_WRITTEN PROBLEM:_
In the records below, find every line that contains the word "coat" and copy each of those lines.

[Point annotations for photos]
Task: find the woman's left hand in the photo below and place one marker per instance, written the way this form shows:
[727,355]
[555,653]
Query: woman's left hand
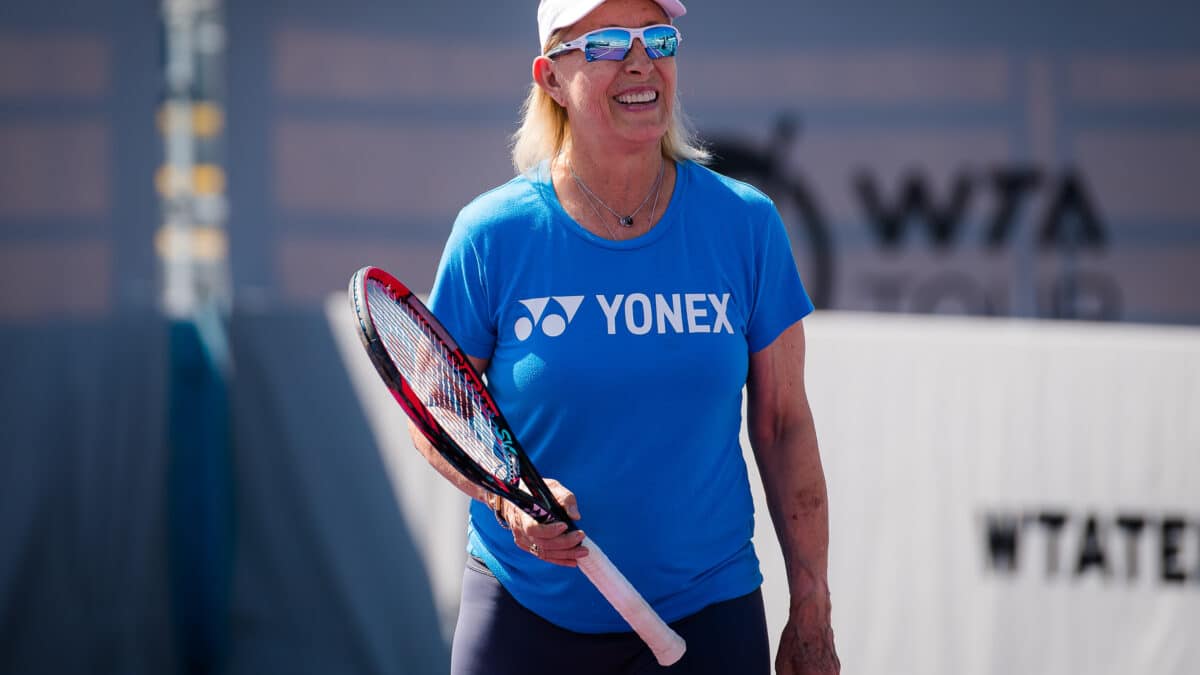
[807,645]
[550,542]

...

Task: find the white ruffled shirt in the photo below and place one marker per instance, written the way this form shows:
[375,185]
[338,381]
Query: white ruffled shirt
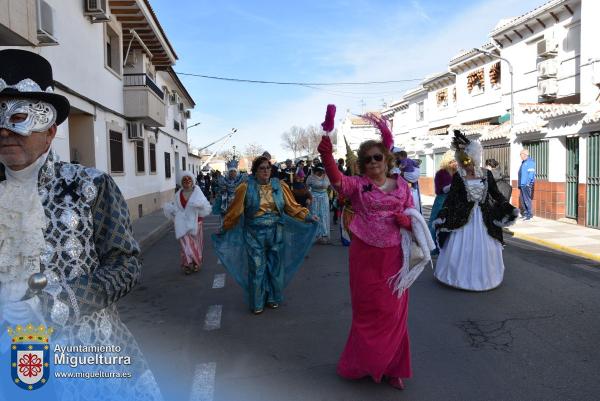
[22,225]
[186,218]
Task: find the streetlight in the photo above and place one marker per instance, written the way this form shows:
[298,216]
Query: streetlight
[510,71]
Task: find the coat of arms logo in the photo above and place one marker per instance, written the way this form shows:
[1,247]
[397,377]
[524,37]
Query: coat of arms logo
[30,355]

* * *

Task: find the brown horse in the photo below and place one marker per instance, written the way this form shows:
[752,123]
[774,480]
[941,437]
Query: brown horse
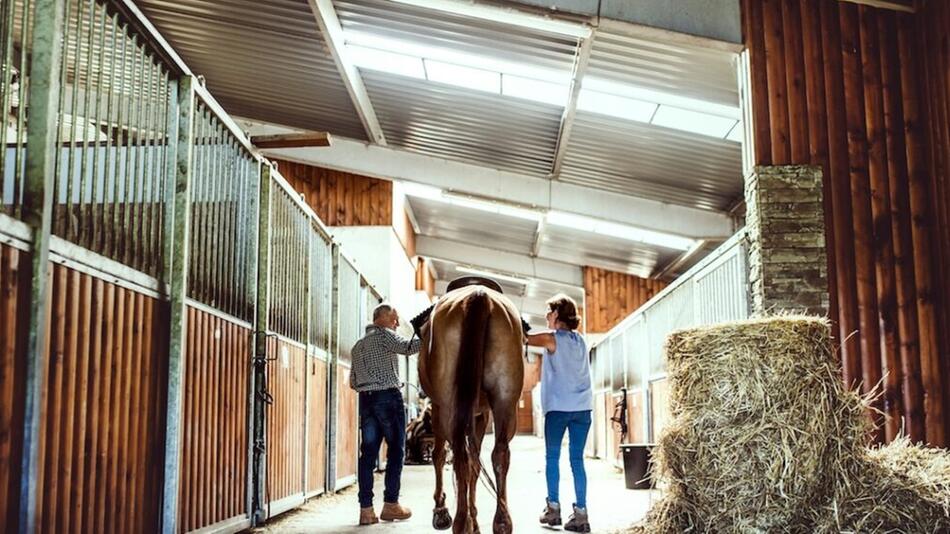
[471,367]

_FINISHED TASK:_
Task: find the coat of arms logo in the photo above and place one marker per instance, written the way this form shows:
Query: coat of arms logo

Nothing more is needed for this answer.